§ **SELECTION**
§ §
In the light of these authorities, the Council should have carefully considered whether a poultry unit was an “erection” or “structure” within the meaning of s.336(1), particularly bearing in mind the substantial size and weight of each unit.

71.

I also accept the Claimant’s submission that the Council did not have regard to the relevant authorities when it concluded that the units were chattels not buildings since they were capable of being moved around the site. In Barvis Ltd v Secretary of State for the Environment (1971) 22 P & CR 710, a tower crane on a steel track was held to be a “structure” or “erection” and thus a “building”, even though it was moved around the site and, at the end of the contract, it would be dismantled and removed to another site. Moreover, an object may be a building in planning law without being incorporated into the land, as part of the realty: R v Swansea City Council ex p Elitestone (1993) 66 P. & C.R. 422.

72.

I accept the Claimant’s submission that the Council did not direct itself correctly in law on the issue of permanence. Permanence has to be construed in terms of significance in the planning context. In Skerritts Schiemann LJ said of permanence: ‘in situ for how long, to which I would answer: for a sufficient length of time to be of significance in the planning context’ (at 1034). For the polytunnels in Hall Hunter to remain in one particular location for three months was found by the Inspector to be sufficient to be of consequence in the planning context (at [19]). In this case, the units were permanently in their field, and there was no limit on the length of time they would remain there – they could be there for years. The ability to move them around the field did not remove the significance of their presence in planning terms. The visual and landscape impact of the units was not affected to any material extent by any periodic changes to their position in the field.

73.
§ §
Stored dataset items
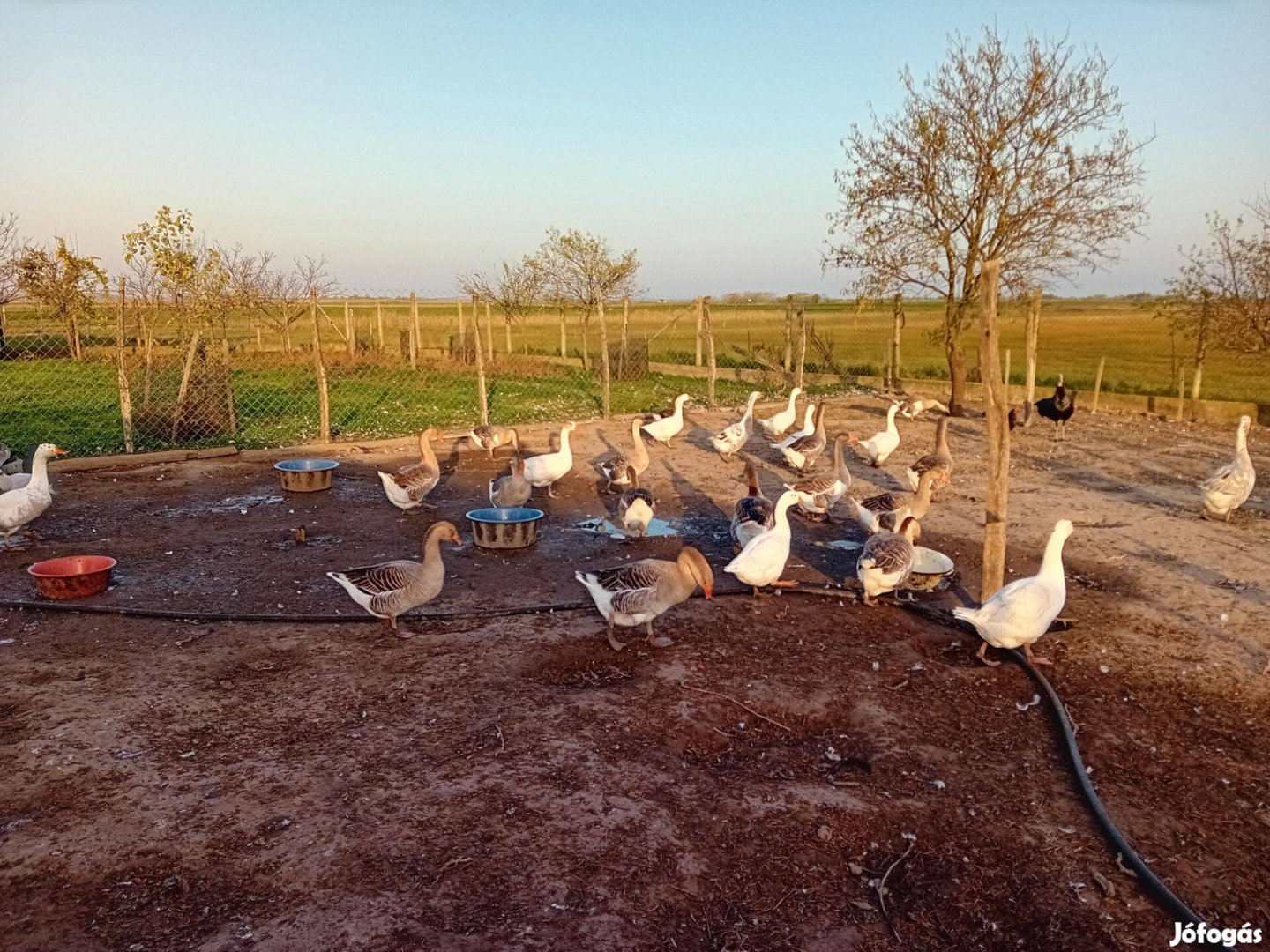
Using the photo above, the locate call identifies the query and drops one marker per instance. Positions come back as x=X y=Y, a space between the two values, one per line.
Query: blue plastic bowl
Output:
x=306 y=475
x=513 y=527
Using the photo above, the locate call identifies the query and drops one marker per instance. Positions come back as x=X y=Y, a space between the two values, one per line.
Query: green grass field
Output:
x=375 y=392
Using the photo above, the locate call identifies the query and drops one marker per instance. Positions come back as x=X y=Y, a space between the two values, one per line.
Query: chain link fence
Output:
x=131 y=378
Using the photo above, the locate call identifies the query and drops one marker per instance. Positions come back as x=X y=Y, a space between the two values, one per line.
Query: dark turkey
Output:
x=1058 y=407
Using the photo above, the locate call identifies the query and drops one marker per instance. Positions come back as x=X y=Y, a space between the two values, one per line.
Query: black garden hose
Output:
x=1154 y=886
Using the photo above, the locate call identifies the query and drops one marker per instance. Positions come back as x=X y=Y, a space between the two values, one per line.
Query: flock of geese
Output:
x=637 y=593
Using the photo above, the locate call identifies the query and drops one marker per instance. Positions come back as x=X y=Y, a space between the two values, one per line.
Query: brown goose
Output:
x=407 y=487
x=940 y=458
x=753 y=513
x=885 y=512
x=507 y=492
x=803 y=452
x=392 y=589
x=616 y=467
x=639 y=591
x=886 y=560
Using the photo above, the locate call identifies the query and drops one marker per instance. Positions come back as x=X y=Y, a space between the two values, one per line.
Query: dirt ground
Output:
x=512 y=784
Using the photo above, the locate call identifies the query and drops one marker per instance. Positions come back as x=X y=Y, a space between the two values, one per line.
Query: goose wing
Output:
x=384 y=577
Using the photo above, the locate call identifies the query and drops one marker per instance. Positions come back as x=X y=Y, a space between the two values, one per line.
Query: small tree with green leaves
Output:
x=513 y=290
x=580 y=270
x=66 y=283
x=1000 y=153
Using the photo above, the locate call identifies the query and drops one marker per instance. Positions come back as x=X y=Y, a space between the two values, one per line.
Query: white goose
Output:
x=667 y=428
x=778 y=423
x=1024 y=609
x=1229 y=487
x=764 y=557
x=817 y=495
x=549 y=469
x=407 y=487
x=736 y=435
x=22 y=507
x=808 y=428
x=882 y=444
§ §
§ **INSTRUCTIONS TO FOLLOW**
Print the portion of the planning excerpt that begins at the words "I also accept" and ends after "P. & C.R. 422.". You do not need the stored entries for this work.

§ **EXERCISE SOLUTION**
I also accept the Claimant’s submission that the Council did not have regard to the relevant authorities when it concluded that the units were chattels not buildings since they were capable of being moved around the site. In Barvis Ltd v Secretary of State for the Environment (1971) 22 P & CR 710, a tower crane on a steel track was held to be a “structure” or “erection” and thus a “building”, even though it was moved around the site and, at the end of the contract, it would be dismantled and removed to another site. Moreover, an object may be a building in planning law without being incorporated into the land, as part of the realty: R v Swansea City Council ex p Elitestone (1993) 66 P. & C.R. 422.